▸ What is asked
1 > In the text on silver currency in southern Taiwan, about how much currency was circulating in Tainan City around 1901?
2 > In the text on silver currency in southern Taiwan, rewrite the paragraph that begins "According to historical records, the amount of currencies" as a short bulleted list that keeps its main facts.
3 > Transcribe the passage from the text on silver currency in southern Taiwan, starting with "The reasoning behind" and going on through "as described below.".

▸ Text block
····················

1) Silver coins with the largest amount in circulation;
2) Silver coins specifically accepted for taxes.
However, Kitayama (1935) further suggested two perspectives of looking at the change in the metage currency system in southern Taiwan, which is the focus of this paper. From these perspectives, we can catch a glimpse of the currency system used at the time by examining the circulation of silver coins with the largest amount in circulation or silver coins accepted for taxes.
As described in the previous section, the change of the silver standard in southern Taiwan to the seventy-three-candareens silver standard that occurred during the early Japanese rule period was limited to the areas around Tainan City and in Hengchun. According to Kitayama’s theory, there should be, at the time, a type of silver coin that weighed seven mace and three candareens, had the largest amount in circulation, and was specifically accepted for taxes. Among the currencies circulated in Tainan and Hengchun at the time, the Japanese yen silver coin weighed seven mace and three candareens (Temporary Taiwan Land Investigation Bureau, 1905). We therefore examined Japanese yen silver coins that weighed seven mace and three candareens to determine if they meet the criteria stated by Kitayama for a “standard silver coin” that would hold a dominant position.
The reasoning behind the first criterion seems quite intuitive. Generally speaking, when a silver currency became the majority circulating in the market, merchants would use it as the “standard silver coin” used to valuate items so as to simplify the calculation and trading process. However, we found that the statistical records on the number of silver currencies in circulation in different regions of Taiwan during the late Qing rule period and the early Japanese rule period that followed are extremely lacking. Among the available data, the records on the area around Tainan City are relatively complete and representative. We therefore examined the amount and percentage of currencies circulating in Tainan City at the time as described below.
According to historical records, the amount of currencies in circulation in Tainan City around 1901 roughly totaled over 200,000 yen, with the percentage of different currencies as follows: Taiwanese yen banknotes and Japanese yen silver coins accounted for 40%, Mexican peso silver coins accounted for 20%, counter stamped Japanese yen silver coin accounted for 20%, the remaining 20% consisted of chopped dollars (Kawakita, 1902). From these data, we can conclude that Japanese silver currencies accounted for a relative majority of 60% of the currencies in circulation in Tainan City at the time. Under this circumstance, the silver coin with the largest amount in circulation—the Japanese yen silver coin—was naturally used when converting other silver currencies or chopped dollars to the monetary unit of “yen”. Therefore, from the amount and percentage of the silver currencies circulating in Tainan City at the time, Kitayama’s argument that the silver currency with the largest amount in circulation held the dominant position as the “standard silver coin” is valid as the Japanese yen silver coin that weighed seven mace and three candareens was indeed the “standard silver coin” that held a dominant position based on the circulated amount.

····················

▸ Stored items
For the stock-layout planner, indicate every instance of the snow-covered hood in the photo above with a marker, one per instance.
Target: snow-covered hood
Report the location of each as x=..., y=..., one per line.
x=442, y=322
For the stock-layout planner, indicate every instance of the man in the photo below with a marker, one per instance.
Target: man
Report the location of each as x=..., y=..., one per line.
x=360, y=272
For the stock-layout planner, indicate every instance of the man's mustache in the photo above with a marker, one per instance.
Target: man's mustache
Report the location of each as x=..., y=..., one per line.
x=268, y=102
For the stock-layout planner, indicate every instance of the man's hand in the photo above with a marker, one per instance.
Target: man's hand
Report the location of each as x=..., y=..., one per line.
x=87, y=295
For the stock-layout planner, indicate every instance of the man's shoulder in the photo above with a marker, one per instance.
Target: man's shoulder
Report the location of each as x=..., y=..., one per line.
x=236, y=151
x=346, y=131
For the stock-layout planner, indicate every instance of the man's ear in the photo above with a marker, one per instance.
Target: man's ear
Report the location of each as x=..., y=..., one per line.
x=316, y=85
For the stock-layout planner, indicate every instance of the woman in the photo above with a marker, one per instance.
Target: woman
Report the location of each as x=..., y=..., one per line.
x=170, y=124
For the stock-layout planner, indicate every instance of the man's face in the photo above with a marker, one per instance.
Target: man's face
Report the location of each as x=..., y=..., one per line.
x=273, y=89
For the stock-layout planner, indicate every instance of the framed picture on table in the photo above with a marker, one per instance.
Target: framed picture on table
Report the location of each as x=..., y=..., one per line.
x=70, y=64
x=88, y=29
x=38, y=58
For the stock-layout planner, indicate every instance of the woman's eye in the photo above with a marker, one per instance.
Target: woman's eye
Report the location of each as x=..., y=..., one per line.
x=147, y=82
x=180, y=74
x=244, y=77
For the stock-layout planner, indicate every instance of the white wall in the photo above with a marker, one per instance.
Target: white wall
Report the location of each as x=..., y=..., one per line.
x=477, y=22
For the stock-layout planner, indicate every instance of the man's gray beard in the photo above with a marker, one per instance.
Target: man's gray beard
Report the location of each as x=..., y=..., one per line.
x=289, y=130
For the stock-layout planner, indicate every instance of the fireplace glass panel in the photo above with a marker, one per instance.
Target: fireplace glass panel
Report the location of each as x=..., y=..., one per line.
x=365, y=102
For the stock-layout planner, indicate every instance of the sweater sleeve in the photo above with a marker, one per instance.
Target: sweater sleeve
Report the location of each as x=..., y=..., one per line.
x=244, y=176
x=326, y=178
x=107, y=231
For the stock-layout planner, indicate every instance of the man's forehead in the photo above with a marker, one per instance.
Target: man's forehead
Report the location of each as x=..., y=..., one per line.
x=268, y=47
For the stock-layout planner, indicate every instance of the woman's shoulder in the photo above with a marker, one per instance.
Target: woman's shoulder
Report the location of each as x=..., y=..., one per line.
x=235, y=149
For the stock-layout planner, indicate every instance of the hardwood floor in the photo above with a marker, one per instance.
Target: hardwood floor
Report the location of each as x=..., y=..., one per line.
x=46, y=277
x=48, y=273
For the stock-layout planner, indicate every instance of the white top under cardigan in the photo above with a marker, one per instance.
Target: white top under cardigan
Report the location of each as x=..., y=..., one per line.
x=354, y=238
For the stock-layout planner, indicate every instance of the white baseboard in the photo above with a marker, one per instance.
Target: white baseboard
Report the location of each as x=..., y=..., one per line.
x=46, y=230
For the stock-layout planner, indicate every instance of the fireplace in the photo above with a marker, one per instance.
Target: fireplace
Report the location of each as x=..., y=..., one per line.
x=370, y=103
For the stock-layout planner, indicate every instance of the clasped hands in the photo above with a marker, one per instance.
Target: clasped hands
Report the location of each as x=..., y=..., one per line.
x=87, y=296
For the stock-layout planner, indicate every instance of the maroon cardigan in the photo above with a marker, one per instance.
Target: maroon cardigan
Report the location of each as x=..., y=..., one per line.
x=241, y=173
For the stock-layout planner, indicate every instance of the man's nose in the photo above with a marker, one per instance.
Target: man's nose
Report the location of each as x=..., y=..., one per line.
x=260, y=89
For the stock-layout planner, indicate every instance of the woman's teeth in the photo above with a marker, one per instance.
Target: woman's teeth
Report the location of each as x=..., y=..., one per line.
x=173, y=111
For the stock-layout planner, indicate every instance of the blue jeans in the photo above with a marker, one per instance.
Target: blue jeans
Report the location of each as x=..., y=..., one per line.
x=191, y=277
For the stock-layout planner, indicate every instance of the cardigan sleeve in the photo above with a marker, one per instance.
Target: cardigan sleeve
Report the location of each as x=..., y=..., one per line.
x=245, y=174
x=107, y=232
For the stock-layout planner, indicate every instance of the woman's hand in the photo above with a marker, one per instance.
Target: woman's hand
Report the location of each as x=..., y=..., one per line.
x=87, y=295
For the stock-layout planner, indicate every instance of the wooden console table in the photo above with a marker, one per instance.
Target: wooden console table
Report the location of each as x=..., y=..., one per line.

····················

▸ Replies
1 > Over 200,000 yen in total.

2 >
- Around 1901, currency circulating in Tainan City totaled over 200,000 yen (Kawakita, 1902).
- Taiwanese yen banknotes and Japanese yen silver coins made up 40%.
- Mexican peso silver coins made up 20%.
- Counter stamped Japanese yen silver coins made up 20%.
- Chopped dollars made up the remaining 20%.
- Japanese silver currencies therefore formed a relative majority of 60%.
- The Japanese yen silver coin, which had the largest amount in circulation, was used to convert other silver currencies and chopped dollars into "yen."
- This supports Kitayama's argument: the Japanese yen silver coin weighing seven mace and three candareens was the dominant "standard silver coin" by circulated amount.

3 >
The reasoning behind the first criterion seems quite intuitive. Generally speaking, when a silver currency became the majority circulating in the market, merchants would use it as the “standard silver coin” used to valuate items so as to simplify the calculation and trading process. However, we found that the statistical records on the number of silver currencies in circulation in different regions of Taiwan during the late Qing rule period and the early Japanese rule period that followed are extremely lacking. Among the available data, the records on the area around Tainan City are relatively complete and representative. We therefore examined the amount and percentage of currencies circulating in Tainan City at the time as described below.